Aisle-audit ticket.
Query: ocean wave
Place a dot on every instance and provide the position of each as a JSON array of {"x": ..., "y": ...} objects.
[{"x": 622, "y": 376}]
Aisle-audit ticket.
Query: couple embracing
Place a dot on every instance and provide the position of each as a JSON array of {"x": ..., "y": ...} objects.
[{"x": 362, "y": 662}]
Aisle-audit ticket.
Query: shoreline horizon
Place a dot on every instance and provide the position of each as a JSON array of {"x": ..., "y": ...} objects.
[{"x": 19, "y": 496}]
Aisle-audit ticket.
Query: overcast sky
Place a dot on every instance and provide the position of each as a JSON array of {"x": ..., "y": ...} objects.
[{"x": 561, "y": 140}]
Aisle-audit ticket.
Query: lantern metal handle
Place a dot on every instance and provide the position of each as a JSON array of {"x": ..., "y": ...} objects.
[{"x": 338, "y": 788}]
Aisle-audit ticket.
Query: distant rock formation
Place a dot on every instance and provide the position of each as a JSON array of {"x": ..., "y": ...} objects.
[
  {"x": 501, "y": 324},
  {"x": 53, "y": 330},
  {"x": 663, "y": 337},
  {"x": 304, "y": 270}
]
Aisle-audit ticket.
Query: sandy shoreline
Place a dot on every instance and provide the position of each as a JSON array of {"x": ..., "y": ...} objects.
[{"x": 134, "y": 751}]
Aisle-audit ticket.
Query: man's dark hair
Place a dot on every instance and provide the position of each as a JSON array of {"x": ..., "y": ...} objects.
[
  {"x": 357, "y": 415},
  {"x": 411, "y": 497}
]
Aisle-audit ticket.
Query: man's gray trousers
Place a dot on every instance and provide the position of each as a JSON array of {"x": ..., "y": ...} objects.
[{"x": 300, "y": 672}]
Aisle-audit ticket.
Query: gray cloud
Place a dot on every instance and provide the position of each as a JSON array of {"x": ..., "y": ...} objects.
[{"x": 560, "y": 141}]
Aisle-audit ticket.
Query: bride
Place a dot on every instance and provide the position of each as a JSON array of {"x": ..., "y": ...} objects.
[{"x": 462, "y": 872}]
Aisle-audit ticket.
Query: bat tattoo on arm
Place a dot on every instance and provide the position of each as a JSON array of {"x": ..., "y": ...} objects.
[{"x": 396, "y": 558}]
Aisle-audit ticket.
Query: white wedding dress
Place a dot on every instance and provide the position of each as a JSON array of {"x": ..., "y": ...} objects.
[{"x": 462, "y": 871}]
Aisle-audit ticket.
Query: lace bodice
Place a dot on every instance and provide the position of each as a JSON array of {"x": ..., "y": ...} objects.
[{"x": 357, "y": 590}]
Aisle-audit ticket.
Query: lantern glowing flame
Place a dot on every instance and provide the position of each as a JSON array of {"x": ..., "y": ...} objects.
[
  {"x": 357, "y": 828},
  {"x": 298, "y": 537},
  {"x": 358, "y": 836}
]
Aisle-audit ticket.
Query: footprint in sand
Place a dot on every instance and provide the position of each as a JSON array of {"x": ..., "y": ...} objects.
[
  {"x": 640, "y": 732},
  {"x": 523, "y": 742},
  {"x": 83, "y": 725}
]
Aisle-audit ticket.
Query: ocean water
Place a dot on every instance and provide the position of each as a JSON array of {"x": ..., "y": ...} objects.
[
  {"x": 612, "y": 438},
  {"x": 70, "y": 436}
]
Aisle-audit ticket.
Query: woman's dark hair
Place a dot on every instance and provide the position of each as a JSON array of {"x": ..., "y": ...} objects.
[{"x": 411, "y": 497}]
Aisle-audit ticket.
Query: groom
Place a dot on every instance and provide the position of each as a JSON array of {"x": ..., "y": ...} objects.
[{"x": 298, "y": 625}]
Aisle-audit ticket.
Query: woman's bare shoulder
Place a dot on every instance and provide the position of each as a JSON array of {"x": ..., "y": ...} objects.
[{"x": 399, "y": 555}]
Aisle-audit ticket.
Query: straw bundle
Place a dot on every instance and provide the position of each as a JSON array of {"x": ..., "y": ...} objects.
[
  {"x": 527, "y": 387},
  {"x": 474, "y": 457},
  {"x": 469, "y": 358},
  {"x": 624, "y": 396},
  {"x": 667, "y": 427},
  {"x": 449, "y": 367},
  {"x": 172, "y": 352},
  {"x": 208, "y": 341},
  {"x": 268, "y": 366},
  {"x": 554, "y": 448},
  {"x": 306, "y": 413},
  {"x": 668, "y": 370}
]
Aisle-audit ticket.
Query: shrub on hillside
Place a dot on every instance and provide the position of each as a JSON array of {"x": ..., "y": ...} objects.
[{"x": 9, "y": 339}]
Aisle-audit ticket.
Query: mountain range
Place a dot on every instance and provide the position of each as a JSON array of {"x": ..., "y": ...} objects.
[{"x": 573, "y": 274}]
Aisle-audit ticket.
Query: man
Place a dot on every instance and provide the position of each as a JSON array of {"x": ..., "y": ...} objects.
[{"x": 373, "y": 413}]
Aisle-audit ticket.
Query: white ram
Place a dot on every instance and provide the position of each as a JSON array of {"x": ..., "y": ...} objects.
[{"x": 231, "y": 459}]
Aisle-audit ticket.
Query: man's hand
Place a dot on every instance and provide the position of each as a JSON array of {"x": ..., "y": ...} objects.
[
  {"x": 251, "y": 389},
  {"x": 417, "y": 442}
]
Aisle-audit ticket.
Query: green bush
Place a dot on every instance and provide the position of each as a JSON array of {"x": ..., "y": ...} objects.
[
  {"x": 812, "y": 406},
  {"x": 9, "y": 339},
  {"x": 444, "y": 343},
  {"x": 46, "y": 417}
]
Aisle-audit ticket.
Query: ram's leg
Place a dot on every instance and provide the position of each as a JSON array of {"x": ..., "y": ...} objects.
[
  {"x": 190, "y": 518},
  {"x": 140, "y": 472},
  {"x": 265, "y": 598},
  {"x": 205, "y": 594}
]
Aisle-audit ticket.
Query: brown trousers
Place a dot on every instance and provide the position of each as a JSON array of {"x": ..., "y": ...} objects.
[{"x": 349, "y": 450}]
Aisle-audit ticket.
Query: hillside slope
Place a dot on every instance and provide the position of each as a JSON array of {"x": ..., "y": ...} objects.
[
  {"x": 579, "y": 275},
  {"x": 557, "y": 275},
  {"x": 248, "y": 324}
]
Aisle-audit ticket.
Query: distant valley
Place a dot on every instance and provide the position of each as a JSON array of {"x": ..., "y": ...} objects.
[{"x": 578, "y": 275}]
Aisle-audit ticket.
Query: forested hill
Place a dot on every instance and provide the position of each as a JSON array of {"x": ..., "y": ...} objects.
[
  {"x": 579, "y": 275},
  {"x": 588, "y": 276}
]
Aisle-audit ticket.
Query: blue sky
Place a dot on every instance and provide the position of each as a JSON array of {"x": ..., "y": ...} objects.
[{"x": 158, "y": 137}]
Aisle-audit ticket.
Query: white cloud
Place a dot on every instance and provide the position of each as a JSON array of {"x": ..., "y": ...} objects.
━━━━━━
(Task statement):
Copy the material above verbatim.

(Worked answer):
Aisle-audit ticket.
Query: ocean wave
Place a dot on every instance and provide the position of each as a JSON array of {"x": ..., "y": ...} objects.
[{"x": 622, "y": 376}]
Aisle-audit ticket.
Query: couple embracing
Place a dot on every instance and provide the position of each as a JSON array of {"x": ..., "y": ...} objects.
[{"x": 362, "y": 662}]
Aisle-audit ticket.
Query: shoreline horizon
Place a dot on every instance and provide the position of each as a JSON array of {"x": ..., "y": ...} objects.
[{"x": 19, "y": 496}]
Aisle-audit ticket.
Query: overcast sky
Place a dot on every instance and provide the position of each as a JSON array of {"x": ..., "y": ...} objects.
[{"x": 561, "y": 140}]
Aisle-audit ticket.
Query: lantern metal handle
Place a dot on every instance and provide the position of each as a JSON array of {"x": ..., "y": ...} objects.
[{"x": 338, "y": 788}]
Aisle-audit ticket.
Query: distant rock formation
Place a dot on every instance and provide the position of each as a JSON array of {"x": ..., "y": ...} objects.
[
  {"x": 501, "y": 324},
  {"x": 53, "y": 330},
  {"x": 663, "y": 337},
  {"x": 304, "y": 270}
]
Aisle-audit ticket.
Query: sandy shoreline
Place a dot on every instance and provide the position of each as a JSON array of {"x": ..., "y": ...} objects.
[{"x": 134, "y": 751}]
Aisle-audit ticket.
Query: man's dark hair
Place a dot on every instance and provide the position of each as a JSON array of {"x": ..., "y": ...} objects.
[
  {"x": 357, "y": 415},
  {"x": 411, "y": 497}
]
Aisle-audit ticket.
Query: man's gray trousers
Place a dot on every instance and provide the position of each as a JSON array of {"x": ..., "y": ...} objects.
[{"x": 300, "y": 672}]
Aisle-audit ticket.
Query: gray cloud
Place a dot on every instance and provide the position of each as a JSON array of {"x": ..., "y": ...} objects.
[{"x": 560, "y": 141}]
Aisle-audit ticket.
Query: bride
Place a dot on every instance and provide the position of each as a JSON array of {"x": ..., "y": ...} objects.
[{"x": 462, "y": 872}]
Aisle-audit ticket.
Query: bat tattoo on arm
Place a dot on every instance and provide the position of each as a JSON array of {"x": ..., "y": ...} objects.
[{"x": 396, "y": 558}]
Aisle-audit ticket.
Query: white wedding dress
Place a dot on every instance and provide the position of each as a JSON array of {"x": ..., "y": ...} objects.
[{"x": 462, "y": 871}]
Aisle-audit ticket.
Query: lace bodice
Place a dot on every instance and provide the position of each as a JSON array of {"x": ..., "y": ...} objects.
[{"x": 357, "y": 590}]
Aisle-audit ticket.
Query: lantern glowing flame
Place a dot on every instance and provide the position of each as a JSON array of {"x": ..., "y": ...} objects.
[
  {"x": 357, "y": 828},
  {"x": 298, "y": 537},
  {"x": 358, "y": 836}
]
Aisle-audit ticket.
Query: footprint in sand
Place a dot on every instance and provide the position of each as a JSON array of {"x": ..., "y": ...} objects.
[
  {"x": 640, "y": 732},
  {"x": 523, "y": 742},
  {"x": 83, "y": 725}
]
Aisle-audit ticket.
Query: ocean water
Place a dot on every instance and provide the position of each as a JSON array of {"x": ..., "y": ...} objects.
[
  {"x": 612, "y": 438},
  {"x": 70, "y": 436}
]
Aisle-audit ticket.
Query: woman's dark hair
Place a dot on every instance and provide the position of each as a JSON array of {"x": ..., "y": ...} objects.
[{"x": 411, "y": 497}]
Aisle-audit ticket.
Query: groom
Place a dot on every instance and provide the position of each as a JSON array of {"x": ..., "y": ...} objects.
[{"x": 298, "y": 625}]
Aisle-audit ticket.
Query: woman's bare shoulder
Place a dot on every instance and provide the position of each as a JSON array of {"x": ..., "y": ...} objects.
[{"x": 399, "y": 555}]
Aisle-audit ticket.
Query: straw bundle
Place a dot on every instance and provide the position of each as a JSON array of {"x": ..., "y": ...} objects.
[
  {"x": 527, "y": 387},
  {"x": 474, "y": 457},
  {"x": 469, "y": 358},
  {"x": 624, "y": 396},
  {"x": 667, "y": 427},
  {"x": 449, "y": 367},
  {"x": 172, "y": 352},
  {"x": 208, "y": 341},
  {"x": 268, "y": 366},
  {"x": 554, "y": 448},
  {"x": 306, "y": 413},
  {"x": 668, "y": 370}
]
Aisle-audit ticket.
Query: shrub on hillside
Place a dot on every instance and provide the position of each as a JSON array of {"x": ..., "y": ...} objects.
[{"x": 9, "y": 339}]
Aisle-audit ticket.
Query: mountain range
Place a dot on every instance and provide the position of each as a JSON array of {"x": ..., "y": ...} objects.
[{"x": 573, "y": 274}]
Aisle-audit ticket.
Query: man
Place a dot on every instance and provide the position of each as a JSON array of {"x": ..., "y": ...} objects.
[{"x": 373, "y": 413}]
Aisle-audit ticket.
Query: white ram
Place a dot on every instance and provide the position of each as a JSON array of {"x": ..., "y": ...} objects.
[{"x": 231, "y": 459}]
Aisle-audit ticket.
Query: man's hand
Place a dot on every instance and provide the position of each as a JSON array of {"x": ..., "y": ...} objects.
[
  {"x": 251, "y": 389},
  {"x": 417, "y": 442}
]
Aisle-audit ticket.
Query: green bush
Place a dot on every instance and provide the position of each as a JSON array of {"x": ..., "y": ...} objects.
[
  {"x": 812, "y": 406},
  {"x": 9, "y": 339},
  {"x": 444, "y": 343},
  {"x": 46, "y": 417}
]
Aisle-audit ticket.
Query: ram's leg
Place a dot on every instance and provide the position of each as a JSON array of {"x": ..., "y": ...} objects.
[
  {"x": 190, "y": 518},
  {"x": 140, "y": 472},
  {"x": 265, "y": 598},
  {"x": 205, "y": 594}
]
Aisle-audit ticket.
Query: brown trousers
Place a dot on every instance and provide the position of each as a JSON array of {"x": ..., "y": ...} objects.
[{"x": 349, "y": 450}]
Aisle-audit ticket.
Query: hillside slope
Place a dot on every instance and provide the position of each as a JSON array of {"x": ..., "y": ...} objects.
[
  {"x": 579, "y": 275},
  {"x": 557, "y": 275},
  {"x": 248, "y": 324}
]
Aisle-audit ticket.
Query: distant valley
Place a dot on every instance and provide the position of each as a JSON array of {"x": ..., "y": ...} objects.
[{"x": 578, "y": 275}]
Aisle-audit ticket.
Query: forested hill
Place a dot on every instance and provide the position of each as a JSON array of {"x": ..., "y": ...} objects.
[
  {"x": 579, "y": 275},
  {"x": 588, "y": 276}
]
Aisle-audit ticket.
Query: blue sky
Place a dot on every instance and provide the position of each as a JSON array of {"x": ..., "y": ...} objects.
[{"x": 158, "y": 137}]
Aisle-audit ticket.
Query: white cloud
Place a dot on every instance and provide the position of each as a JSON array of {"x": ..., "y": ...} objects.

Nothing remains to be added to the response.